:: Material for the task
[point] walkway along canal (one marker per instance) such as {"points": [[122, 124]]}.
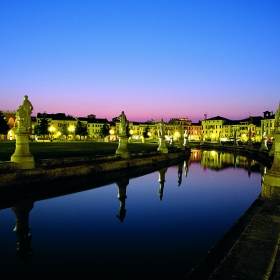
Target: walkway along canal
{"points": [[166, 212]]}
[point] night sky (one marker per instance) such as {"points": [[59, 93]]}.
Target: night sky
{"points": [[152, 59]]}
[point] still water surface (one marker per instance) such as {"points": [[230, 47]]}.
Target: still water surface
{"points": [[156, 230]]}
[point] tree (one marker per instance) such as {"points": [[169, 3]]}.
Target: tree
{"points": [[81, 129], [64, 130], [104, 131], [145, 132], [4, 128], [42, 127]]}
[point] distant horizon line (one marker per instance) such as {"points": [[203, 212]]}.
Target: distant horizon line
{"points": [[142, 119]]}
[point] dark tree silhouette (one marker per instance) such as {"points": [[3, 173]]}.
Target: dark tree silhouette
{"points": [[81, 129], [4, 128], [42, 127], [104, 131]]}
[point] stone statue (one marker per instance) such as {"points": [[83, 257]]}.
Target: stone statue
{"points": [[23, 116], [22, 156], [122, 149], [186, 137], [161, 130], [162, 148]]}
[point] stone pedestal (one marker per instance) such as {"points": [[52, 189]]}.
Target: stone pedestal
{"points": [[22, 156], [122, 149], [271, 152], [122, 186], [162, 148]]}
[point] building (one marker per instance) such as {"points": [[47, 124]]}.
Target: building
{"points": [[212, 128], [267, 125], [195, 131]]}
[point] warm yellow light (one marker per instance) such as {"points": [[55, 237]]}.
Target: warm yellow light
{"points": [[58, 134], [177, 134], [71, 128], [51, 129], [213, 153]]}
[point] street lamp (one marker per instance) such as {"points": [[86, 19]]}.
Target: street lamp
{"points": [[52, 130]]}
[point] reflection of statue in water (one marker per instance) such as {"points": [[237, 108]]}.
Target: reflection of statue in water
{"points": [[161, 129], [122, 186], [186, 168], [23, 116], [22, 229], [271, 182], [161, 180], [180, 173]]}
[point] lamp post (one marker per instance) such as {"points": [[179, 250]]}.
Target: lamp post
{"points": [[51, 130]]}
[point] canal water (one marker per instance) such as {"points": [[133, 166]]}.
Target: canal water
{"points": [[159, 224]]}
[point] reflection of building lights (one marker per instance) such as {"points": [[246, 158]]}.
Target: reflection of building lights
{"points": [[58, 134], [177, 134], [71, 128], [213, 153], [51, 129]]}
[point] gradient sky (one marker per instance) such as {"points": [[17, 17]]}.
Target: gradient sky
{"points": [[150, 58]]}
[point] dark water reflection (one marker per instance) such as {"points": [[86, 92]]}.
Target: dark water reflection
{"points": [[158, 224]]}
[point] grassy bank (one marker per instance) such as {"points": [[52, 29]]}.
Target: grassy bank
{"points": [[71, 149]]}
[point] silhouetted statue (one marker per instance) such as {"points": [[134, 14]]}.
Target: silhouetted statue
{"points": [[123, 124], [249, 161], [122, 186], [23, 244], [186, 168], [122, 149], [161, 180], [23, 117], [162, 148], [180, 173]]}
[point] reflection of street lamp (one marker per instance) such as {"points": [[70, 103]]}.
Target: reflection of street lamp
{"points": [[71, 128], [177, 135]]}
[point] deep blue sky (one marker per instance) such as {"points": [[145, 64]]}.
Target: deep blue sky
{"points": [[152, 59]]}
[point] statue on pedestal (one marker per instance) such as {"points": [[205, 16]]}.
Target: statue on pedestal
{"points": [[23, 117], [161, 134], [22, 156], [122, 149], [186, 138], [123, 124]]}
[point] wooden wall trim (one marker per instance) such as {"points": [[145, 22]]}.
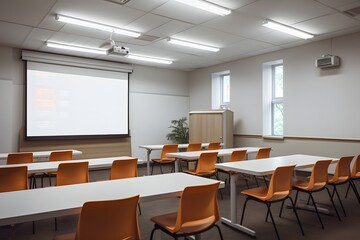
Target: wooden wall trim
{"points": [[300, 138]]}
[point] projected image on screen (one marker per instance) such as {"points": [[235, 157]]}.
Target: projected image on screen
{"points": [[73, 104]]}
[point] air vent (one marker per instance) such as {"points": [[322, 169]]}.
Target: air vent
{"points": [[353, 12], [121, 2], [327, 61]]}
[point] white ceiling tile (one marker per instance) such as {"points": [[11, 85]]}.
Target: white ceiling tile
{"points": [[328, 23], [13, 34], [241, 24], [170, 28], [337, 3], [37, 38], [147, 5], [182, 12], [286, 11], [24, 12], [147, 23], [207, 36]]}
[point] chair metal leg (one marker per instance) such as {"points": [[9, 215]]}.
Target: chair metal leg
{"points": [[219, 230], [317, 211], [297, 217], [272, 219], [243, 213], [332, 201], [337, 194]]}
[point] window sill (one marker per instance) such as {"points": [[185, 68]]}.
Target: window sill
{"points": [[273, 137]]}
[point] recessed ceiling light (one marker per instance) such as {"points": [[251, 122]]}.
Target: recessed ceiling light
{"points": [[193, 45], [98, 26], [207, 6], [286, 29]]}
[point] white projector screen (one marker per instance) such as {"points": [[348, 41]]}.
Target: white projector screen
{"points": [[73, 102]]}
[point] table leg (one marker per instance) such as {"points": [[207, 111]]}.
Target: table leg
{"points": [[232, 222], [148, 161]]}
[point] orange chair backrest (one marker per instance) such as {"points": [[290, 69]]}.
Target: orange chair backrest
{"points": [[342, 170], [168, 148], [108, 220], [319, 175], [263, 153], [198, 208], [123, 169], [281, 183], [13, 179], [21, 157], [192, 147], [214, 146], [60, 155], [238, 156], [206, 162], [72, 173], [356, 166]]}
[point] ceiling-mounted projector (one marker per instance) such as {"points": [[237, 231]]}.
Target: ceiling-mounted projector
{"points": [[118, 50]]}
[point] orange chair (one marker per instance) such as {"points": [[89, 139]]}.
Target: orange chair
{"points": [[23, 157], [56, 156], [355, 175], [107, 220], [14, 179], [236, 156], [279, 190], [262, 153], [168, 148], [341, 176], [124, 169], [214, 146], [317, 182], [198, 212], [72, 173]]}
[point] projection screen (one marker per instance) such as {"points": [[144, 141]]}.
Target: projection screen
{"points": [[74, 102]]}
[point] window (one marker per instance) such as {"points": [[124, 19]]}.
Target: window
{"points": [[273, 107], [277, 106], [221, 90], [225, 90]]}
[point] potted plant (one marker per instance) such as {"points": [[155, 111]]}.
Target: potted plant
{"points": [[179, 131]]}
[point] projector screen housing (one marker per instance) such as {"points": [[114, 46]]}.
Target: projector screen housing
{"points": [[64, 102]]}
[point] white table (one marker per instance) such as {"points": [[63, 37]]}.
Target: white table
{"points": [[3, 156], [50, 166], [66, 200], [221, 153], [150, 148], [260, 167]]}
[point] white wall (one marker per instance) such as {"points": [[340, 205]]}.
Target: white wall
{"points": [[157, 96], [317, 103]]}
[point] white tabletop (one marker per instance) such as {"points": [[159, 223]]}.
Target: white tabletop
{"points": [[267, 166], [42, 203], [49, 166], [3, 156], [181, 146], [221, 152]]}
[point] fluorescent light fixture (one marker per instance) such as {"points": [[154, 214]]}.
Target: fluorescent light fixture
{"points": [[97, 26], [76, 48], [149, 59], [286, 29], [193, 45], [207, 6]]}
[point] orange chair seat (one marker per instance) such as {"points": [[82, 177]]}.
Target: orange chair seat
{"points": [[338, 180], [168, 221], [164, 160], [262, 192]]}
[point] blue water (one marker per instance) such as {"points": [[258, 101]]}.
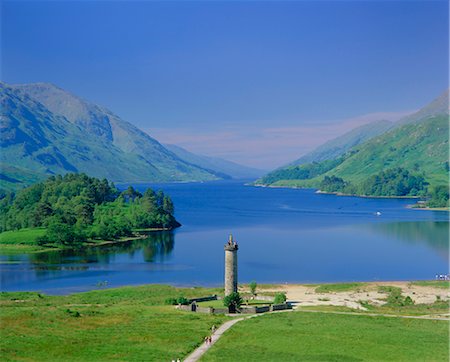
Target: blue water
{"points": [[285, 236]]}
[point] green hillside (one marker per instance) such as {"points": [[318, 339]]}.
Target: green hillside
{"points": [[421, 148], [411, 159], [340, 145], [47, 131]]}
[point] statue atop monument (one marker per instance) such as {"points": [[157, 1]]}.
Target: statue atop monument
{"points": [[231, 248]]}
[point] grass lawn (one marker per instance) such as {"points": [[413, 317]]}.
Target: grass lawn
{"points": [[298, 336], [338, 287], [212, 303], [130, 323], [25, 241], [219, 303]]}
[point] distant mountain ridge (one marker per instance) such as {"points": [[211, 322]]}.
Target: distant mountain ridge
{"points": [[217, 164], [46, 130], [340, 145], [418, 143]]}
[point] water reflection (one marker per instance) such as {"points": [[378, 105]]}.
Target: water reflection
{"points": [[155, 247], [434, 234]]}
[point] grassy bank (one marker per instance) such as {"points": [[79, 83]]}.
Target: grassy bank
{"points": [[25, 240], [130, 323], [301, 336]]}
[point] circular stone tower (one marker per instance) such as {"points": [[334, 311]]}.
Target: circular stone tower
{"points": [[231, 249]]}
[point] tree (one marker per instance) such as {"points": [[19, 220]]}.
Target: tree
{"points": [[232, 300], [279, 298], [253, 286]]}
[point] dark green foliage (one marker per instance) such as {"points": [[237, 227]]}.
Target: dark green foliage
{"points": [[171, 301], [438, 196], [182, 301], [394, 182], [253, 286], [333, 184], [73, 313], [233, 300], [76, 207], [301, 172], [280, 298]]}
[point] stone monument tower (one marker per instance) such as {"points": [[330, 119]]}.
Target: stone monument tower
{"points": [[231, 249]]}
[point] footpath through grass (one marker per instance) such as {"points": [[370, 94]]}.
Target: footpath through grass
{"points": [[127, 324], [297, 336]]}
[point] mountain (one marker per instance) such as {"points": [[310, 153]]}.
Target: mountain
{"points": [[46, 130], [438, 106], [340, 145], [417, 143], [218, 165]]}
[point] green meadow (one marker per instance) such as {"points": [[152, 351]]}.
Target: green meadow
{"points": [[301, 336], [130, 323], [135, 324]]}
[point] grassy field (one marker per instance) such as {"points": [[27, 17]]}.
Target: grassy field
{"points": [[25, 241], [301, 336], [219, 303], [130, 323]]}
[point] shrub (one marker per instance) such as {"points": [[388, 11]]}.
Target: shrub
{"points": [[182, 301], [233, 299], [253, 286], [280, 298], [170, 301]]}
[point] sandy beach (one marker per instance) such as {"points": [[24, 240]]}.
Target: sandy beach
{"points": [[306, 295]]}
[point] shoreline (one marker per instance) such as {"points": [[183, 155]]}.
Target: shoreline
{"points": [[318, 191], [262, 287], [139, 234]]}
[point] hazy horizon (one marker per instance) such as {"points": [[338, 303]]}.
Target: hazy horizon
{"points": [[258, 83]]}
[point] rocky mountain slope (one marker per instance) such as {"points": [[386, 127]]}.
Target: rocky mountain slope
{"points": [[46, 130]]}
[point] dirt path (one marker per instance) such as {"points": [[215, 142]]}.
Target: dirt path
{"points": [[200, 351]]}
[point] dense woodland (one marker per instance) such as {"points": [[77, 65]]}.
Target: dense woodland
{"points": [[301, 172], [392, 182], [75, 207]]}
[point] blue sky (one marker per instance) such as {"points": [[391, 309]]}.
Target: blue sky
{"points": [[258, 82]]}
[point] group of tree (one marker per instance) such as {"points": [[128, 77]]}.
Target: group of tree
{"points": [[392, 182], [76, 207]]}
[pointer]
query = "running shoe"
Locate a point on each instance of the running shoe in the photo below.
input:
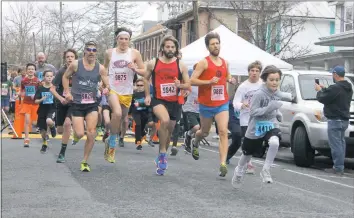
(174, 151)
(161, 164)
(121, 142)
(44, 149)
(266, 177)
(85, 167)
(237, 178)
(111, 155)
(138, 146)
(61, 158)
(53, 131)
(187, 142)
(106, 147)
(151, 143)
(250, 169)
(195, 151)
(26, 143)
(223, 170)
(100, 131)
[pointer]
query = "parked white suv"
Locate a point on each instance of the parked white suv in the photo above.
(304, 126)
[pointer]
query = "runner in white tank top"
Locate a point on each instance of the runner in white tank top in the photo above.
(120, 75)
(122, 64)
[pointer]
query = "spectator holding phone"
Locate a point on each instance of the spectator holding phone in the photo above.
(336, 99)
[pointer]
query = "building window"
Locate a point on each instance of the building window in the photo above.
(244, 28)
(349, 18)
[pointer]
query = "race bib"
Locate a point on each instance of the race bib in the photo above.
(237, 114)
(30, 90)
(262, 127)
(217, 93)
(87, 98)
(40, 76)
(64, 94)
(49, 98)
(4, 91)
(120, 77)
(168, 89)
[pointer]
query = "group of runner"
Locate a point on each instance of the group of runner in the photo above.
(83, 86)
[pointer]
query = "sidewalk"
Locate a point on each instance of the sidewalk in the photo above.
(34, 185)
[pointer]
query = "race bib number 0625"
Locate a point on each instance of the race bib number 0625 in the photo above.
(168, 89)
(217, 93)
(120, 77)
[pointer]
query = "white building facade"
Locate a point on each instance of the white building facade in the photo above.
(338, 44)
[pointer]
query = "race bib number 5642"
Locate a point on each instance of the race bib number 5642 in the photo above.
(168, 89)
(87, 98)
(217, 93)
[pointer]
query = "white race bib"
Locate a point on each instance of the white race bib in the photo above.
(4, 91)
(87, 98)
(168, 89)
(120, 77)
(217, 93)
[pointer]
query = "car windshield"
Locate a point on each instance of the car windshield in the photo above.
(307, 83)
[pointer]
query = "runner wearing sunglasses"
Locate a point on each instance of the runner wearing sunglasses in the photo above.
(85, 73)
(121, 63)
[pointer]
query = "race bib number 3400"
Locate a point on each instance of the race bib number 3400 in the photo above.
(87, 98)
(168, 89)
(262, 127)
(49, 97)
(30, 90)
(217, 93)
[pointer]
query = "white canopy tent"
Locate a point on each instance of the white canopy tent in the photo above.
(235, 50)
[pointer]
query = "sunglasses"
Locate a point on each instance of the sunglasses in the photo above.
(91, 49)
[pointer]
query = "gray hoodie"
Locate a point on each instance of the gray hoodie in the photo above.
(264, 113)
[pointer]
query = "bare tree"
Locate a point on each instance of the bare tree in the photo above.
(267, 25)
(17, 31)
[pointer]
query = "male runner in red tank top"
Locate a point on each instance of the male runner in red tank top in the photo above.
(166, 72)
(212, 75)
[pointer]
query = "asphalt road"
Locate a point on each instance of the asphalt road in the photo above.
(34, 185)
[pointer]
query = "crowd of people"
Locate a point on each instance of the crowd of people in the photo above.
(86, 97)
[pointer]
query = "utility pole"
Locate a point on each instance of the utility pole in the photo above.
(34, 46)
(196, 19)
(60, 32)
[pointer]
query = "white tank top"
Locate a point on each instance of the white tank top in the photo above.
(120, 76)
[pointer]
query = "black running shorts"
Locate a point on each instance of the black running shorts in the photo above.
(171, 107)
(252, 146)
(42, 119)
(81, 110)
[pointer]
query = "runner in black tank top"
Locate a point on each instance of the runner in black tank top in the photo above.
(167, 73)
(63, 115)
(86, 74)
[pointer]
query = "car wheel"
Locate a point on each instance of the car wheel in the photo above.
(304, 155)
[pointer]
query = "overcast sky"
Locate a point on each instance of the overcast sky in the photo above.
(148, 12)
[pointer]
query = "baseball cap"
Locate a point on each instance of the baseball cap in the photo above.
(339, 70)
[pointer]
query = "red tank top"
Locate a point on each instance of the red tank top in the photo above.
(163, 79)
(214, 95)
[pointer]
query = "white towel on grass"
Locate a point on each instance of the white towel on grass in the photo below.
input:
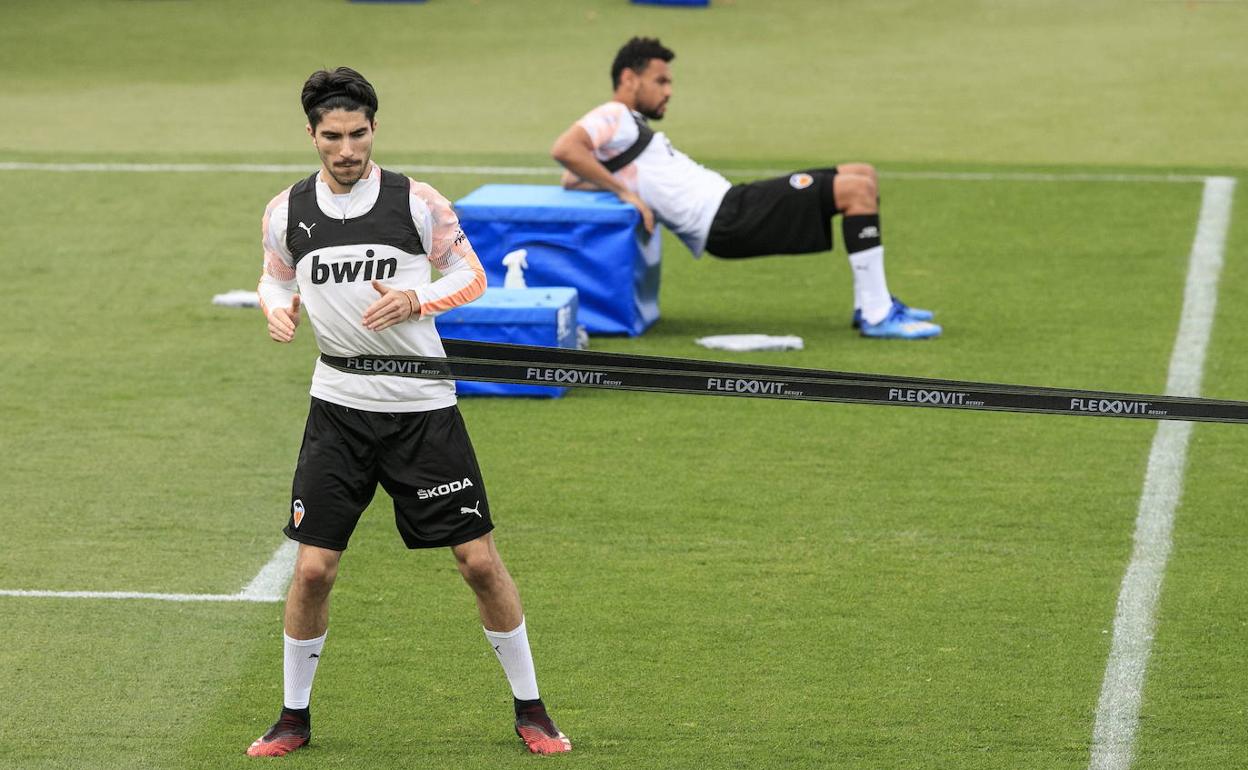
::::
— Task instructions —
Lines in the data that hold "shoe" are to be counted, and the number alone reported.

— Problem solution —
2